(Location identification items)
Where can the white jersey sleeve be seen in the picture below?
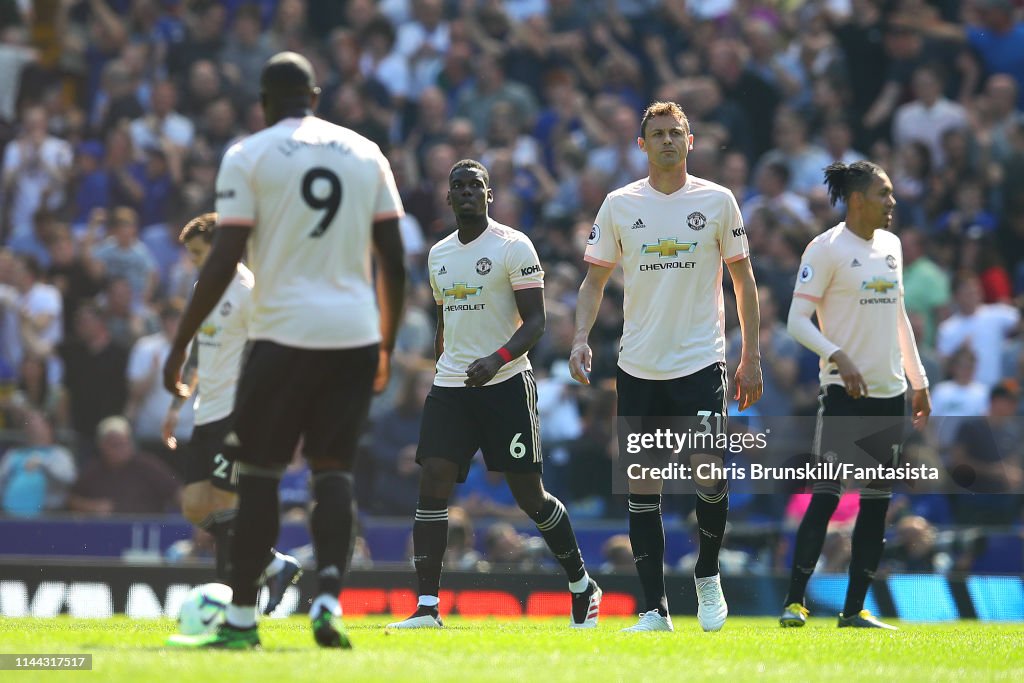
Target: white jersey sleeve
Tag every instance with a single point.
(236, 200)
(603, 246)
(523, 265)
(438, 296)
(815, 272)
(732, 240)
(388, 203)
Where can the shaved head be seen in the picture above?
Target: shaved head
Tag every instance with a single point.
(288, 74)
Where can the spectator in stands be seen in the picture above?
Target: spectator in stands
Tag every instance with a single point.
(247, 49)
(617, 555)
(126, 321)
(926, 286)
(394, 435)
(785, 207)
(41, 315)
(122, 255)
(76, 280)
(147, 401)
(94, 375)
(983, 327)
(489, 88)
(35, 477)
(804, 160)
(122, 479)
(424, 42)
(461, 554)
(915, 549)
(163, 124)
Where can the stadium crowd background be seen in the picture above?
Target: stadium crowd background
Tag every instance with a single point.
(114, 115)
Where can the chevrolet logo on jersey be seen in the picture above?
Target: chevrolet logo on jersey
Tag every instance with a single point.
(670, 248)
(461, 291)
(879, 285)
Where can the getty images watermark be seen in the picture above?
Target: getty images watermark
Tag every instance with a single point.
(787, 454)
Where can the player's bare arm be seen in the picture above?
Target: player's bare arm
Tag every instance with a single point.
(588, 303)
(217, 273)
(390, 257)
(439, 334)
(749, 380)
(529, 302)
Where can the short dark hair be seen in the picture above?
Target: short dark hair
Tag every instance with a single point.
(201, 226)
(664, 109)
(473, 164)
(845, 179)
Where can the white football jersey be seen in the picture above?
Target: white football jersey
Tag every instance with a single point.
(856, 285)
(671, 248)
(311, 191)
(221, 341)
(475, 286)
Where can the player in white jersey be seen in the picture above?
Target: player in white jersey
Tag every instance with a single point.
(312, 201)
(852, 276)
(208, 499)
(671, 231)
(487, 283)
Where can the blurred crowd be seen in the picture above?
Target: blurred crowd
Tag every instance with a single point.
(114, 115)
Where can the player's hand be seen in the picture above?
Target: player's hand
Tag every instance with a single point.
(483, 370)
(852, 379)
(750, 383)
(580, 363)
(921, 408)
(172, 373)
(167, 429)
(383, 371)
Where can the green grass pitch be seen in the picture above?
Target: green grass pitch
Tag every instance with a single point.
(530, 649)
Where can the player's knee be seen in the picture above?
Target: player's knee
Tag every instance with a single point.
(437, 478)
(527, 492)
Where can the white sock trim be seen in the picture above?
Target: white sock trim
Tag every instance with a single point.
(323, 602)
(580, 586)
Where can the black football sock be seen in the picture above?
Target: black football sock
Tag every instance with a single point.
(713, 511)
(647, 539)
(220, 525)
(810, 540)
(868, 542)
(332, 523)
(256, 526)
(553, 523)
(429, 544)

WHAT TO DO :: The records above are to be restated exactly, without their pictures.

THE ANSWER ::
Where can the white jersey sleeve be seen in the picture below?
Target: white jersey sleeve
Tag every instance with a single point.
(236, 200)
(603, 246)
(523, 265)
(438, 296)
(815, 272)
(732, 240)
(388, 203)
Where can the shaved head be seen in the picture above?
Target: shaved head
Tag every instance with a single point.
(288, 74)
Where can the spectator in stands be seen in the picture above?
Target: spectator in stands
Tag every instance with a single point.
(247, 49)
(617, 555)
(126, 321)
(926, 286)
(394, 435)
(785, 207)
(41, 315)
(122, 255)
(76, 280)
(147, 401)
(94, 375)
(983, 327)
(489, 88)
(35, 477)
(804, 160)
(122, 479)
(424, 42)
(461, 554)
(915, 549)
(163, 124)
Where can the stadium crowd background be seen in the picture above?
Target: stadium crowd background
Tag every instance with a single point.
(114, 115)
Where can the chevrolet logo on jersey be seen in the picture above?
Target: chevrolet logo on jersey
Tag every instance with a single point.
(670, 248)
(461, 291)
(879, 285)
Where can the getty images watermark be seen in the picture above?
Target: getty images watermark
Tag every instance with a single point.
(787, 454)
Where can the player's bare arm be seen in the picture above?
Target: player's bare arm
Tag every instance with a single point.
(588, 303)
(217, 273)
(390, 257)
(439, 334)
(749, 380)
(529, 302)
Where can the short dark hair be seen in the picture above?
Target: short dark hair
Tag every instance with a single point.
(201, 226)
(664, 109)
(473, 164)
(845, 179)
Where can the white football jersey be seen in the picture above?
Target: white football jersey
Tag every instance with a single point.
(856, 285)
(671, 248)
(311, 191)
(221, 341)
(475, 286)
Where can the player in white jersey be seen in the picture above?
Target: player in white jersey
Tag every instance with a single point.
(312, 201)
(852, 276)
(208, 499)
(671, 231)
(487, 283)
Where can the blurred crowd be seen in the picture above?
Target: blurred crowd
Tag every instance with a single point.
(114, 115)
Where can the player's hand be seen in the picture above?
Target: player's hand
Tag every instance with a single point.
(483, 370)
(852, 379)
(750, 383)
(580, 363)
(921, 408)
(172, 373)
(167, 429)
(383, 371)
Where can the green grass pitch be seen in the picture above?
Target: green grass pitch
Tag every instance with a single point.
(530, 649)
Where can the player's knee be seen in the picture above?
Target: player's knee
Tag every instance with a single point.
(437, 478)
(527, 492)
Where can the white sock trim be seen in the picture above?
Target: white sock trim
Tag every instance with a single point.
(323, 602)
(580, 586)
Where can the black football sock be seen in the picture above?
Target: black football sock
Tag every instance with a single point.
(713, 511)
(647, 539)
(220, 525)
(810, 540)
(868, 542)
(332, 523)
(256, 526)
(553, 523)
(429, 544)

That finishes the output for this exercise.